[WHAT THE TASK ASKS]
Copy exactly the run of lines that begins at the line with "wearing sunglasses in this photo." and ends at the final line of the entries.

[PROVIDED DATA]
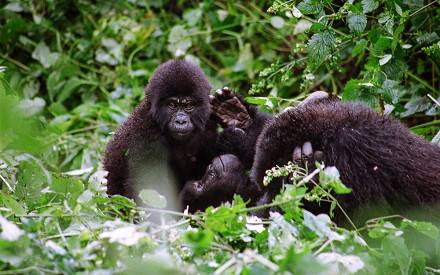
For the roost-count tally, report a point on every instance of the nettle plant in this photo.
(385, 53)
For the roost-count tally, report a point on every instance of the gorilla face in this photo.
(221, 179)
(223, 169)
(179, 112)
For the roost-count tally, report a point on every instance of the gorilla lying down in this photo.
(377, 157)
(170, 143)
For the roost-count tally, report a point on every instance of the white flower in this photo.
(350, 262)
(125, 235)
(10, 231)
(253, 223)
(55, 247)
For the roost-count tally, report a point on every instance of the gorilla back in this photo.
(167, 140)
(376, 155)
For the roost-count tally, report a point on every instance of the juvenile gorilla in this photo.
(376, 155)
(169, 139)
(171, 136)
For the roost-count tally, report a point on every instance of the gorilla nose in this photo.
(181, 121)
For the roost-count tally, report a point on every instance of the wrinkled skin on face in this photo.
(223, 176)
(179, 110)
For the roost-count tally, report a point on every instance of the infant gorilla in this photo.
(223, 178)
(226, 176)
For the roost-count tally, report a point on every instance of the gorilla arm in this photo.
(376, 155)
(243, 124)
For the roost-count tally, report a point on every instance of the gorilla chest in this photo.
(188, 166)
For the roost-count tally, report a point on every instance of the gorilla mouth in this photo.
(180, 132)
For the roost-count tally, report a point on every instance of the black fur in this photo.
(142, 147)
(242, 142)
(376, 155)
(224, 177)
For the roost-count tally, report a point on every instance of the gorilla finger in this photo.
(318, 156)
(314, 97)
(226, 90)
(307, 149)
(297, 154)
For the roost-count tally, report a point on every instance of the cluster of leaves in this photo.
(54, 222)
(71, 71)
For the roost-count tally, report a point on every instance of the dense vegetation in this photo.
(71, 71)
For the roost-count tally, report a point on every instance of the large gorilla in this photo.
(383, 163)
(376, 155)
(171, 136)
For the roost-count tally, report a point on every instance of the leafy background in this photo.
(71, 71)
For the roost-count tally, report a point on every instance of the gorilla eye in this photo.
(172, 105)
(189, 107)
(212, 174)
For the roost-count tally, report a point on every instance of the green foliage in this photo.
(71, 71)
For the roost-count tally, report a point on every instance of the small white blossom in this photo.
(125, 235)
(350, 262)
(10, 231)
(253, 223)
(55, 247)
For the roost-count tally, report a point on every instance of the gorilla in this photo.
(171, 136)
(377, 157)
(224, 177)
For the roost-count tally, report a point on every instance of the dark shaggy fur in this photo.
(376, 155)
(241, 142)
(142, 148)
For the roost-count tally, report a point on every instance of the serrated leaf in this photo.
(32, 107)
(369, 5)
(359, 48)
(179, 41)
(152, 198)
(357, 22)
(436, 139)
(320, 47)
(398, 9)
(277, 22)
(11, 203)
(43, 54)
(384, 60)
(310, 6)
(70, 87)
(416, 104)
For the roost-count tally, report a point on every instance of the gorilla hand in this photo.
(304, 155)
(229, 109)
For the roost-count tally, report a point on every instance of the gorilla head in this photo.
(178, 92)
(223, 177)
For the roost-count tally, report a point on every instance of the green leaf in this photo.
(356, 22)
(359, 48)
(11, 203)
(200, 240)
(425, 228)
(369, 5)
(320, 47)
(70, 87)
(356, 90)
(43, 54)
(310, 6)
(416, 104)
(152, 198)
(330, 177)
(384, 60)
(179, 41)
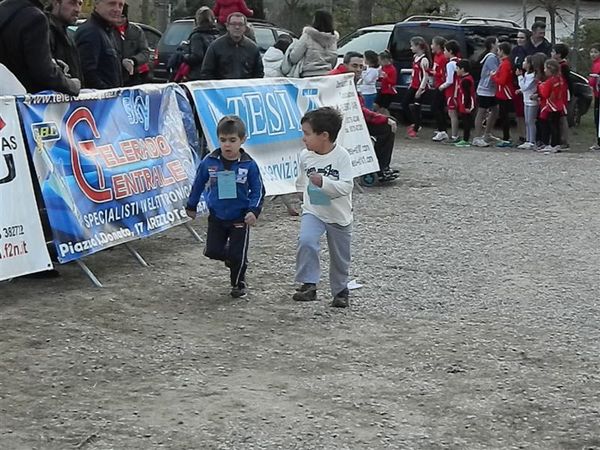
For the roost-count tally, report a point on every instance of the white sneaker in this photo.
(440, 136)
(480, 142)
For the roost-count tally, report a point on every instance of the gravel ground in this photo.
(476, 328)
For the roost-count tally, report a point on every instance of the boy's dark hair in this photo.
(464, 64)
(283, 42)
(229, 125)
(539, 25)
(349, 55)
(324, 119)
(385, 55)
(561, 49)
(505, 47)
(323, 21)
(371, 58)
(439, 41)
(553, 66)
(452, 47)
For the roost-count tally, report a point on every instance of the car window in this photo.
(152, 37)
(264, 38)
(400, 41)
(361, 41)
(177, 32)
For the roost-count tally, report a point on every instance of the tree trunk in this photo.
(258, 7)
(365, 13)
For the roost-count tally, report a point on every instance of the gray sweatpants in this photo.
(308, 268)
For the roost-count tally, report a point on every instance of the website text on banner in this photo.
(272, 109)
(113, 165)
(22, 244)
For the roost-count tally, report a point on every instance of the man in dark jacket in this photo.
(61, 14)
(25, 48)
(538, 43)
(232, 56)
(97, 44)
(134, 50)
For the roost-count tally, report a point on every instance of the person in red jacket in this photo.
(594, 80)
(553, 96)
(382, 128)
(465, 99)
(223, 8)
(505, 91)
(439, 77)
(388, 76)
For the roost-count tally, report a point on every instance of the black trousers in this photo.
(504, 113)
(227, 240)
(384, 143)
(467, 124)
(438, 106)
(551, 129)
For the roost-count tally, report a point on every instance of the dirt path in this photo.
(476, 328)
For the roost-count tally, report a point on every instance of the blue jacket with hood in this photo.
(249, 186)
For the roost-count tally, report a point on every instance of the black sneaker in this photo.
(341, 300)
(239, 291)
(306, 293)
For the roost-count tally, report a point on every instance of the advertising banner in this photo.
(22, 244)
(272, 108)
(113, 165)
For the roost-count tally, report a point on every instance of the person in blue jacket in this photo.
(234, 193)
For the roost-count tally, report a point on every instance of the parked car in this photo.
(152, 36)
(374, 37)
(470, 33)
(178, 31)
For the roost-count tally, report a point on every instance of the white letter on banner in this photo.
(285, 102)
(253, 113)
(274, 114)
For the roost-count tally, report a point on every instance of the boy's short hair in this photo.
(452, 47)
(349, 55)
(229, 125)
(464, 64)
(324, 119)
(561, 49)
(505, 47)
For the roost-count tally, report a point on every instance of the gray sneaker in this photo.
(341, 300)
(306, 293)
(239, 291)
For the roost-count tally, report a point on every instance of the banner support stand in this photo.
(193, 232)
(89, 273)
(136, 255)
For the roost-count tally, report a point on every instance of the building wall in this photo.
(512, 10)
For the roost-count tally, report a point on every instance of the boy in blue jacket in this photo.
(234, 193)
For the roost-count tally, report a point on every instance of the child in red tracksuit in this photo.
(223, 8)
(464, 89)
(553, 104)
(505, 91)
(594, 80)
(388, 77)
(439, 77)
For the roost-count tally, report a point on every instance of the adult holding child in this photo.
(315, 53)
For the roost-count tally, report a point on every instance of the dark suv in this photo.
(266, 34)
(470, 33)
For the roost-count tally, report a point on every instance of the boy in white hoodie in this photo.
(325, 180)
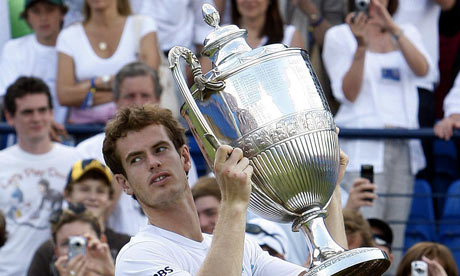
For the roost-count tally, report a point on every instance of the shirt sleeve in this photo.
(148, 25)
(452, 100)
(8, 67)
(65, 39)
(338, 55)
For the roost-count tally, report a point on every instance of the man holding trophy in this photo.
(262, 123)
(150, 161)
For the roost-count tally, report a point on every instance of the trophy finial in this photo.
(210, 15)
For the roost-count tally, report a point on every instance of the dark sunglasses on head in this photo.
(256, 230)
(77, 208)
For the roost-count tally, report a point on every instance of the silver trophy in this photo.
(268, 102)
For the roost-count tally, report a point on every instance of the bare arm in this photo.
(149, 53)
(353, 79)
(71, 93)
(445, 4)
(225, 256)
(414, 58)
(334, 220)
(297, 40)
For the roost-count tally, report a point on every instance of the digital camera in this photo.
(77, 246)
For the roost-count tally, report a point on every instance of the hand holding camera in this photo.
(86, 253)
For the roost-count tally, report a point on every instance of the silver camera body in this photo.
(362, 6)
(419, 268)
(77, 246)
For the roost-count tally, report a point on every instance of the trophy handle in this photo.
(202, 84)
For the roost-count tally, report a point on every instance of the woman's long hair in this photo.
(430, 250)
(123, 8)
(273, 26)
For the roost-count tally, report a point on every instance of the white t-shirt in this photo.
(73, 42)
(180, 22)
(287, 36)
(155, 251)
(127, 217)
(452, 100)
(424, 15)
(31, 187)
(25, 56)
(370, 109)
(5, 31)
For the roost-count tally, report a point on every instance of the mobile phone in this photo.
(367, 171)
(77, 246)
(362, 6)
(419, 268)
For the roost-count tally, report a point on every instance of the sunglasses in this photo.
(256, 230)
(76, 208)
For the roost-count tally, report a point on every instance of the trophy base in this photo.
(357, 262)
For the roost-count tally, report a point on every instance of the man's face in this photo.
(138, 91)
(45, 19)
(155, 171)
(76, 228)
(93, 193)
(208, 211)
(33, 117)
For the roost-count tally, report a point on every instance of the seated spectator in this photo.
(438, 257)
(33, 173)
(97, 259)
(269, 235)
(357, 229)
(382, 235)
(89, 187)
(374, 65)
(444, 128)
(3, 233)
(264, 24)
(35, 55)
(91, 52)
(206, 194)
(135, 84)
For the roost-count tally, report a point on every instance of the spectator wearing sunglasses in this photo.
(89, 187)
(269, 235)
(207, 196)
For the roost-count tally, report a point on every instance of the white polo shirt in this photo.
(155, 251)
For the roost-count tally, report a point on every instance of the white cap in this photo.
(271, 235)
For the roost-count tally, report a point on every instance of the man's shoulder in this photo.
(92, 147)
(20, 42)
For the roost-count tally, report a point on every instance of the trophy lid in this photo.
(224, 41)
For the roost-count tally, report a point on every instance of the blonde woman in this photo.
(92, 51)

[FINISHED ANSWER]
For the roost-count tally, report a point on every instance of the spectator wearing sunglasses in this photo.
(89, 187)
(269, 235)
(207, 196)
For the roost-count tally, report a point on every instance of the white polo shirt in this photo.
(155, 251)
For the roost-count tally, report a point on every instance of the white cap in this photo.
(271, 235)
For the roost-count tally, report a point on every instance of the man's shoulder in this photo.
(92, 147)
(20, 42)
For the roost-count tally, report a point on every instance of the trophy lid in this photo.
(224, 41)
For the roost-count tally, report a point on every instance of the blonde woman in this photo.
(92, 51)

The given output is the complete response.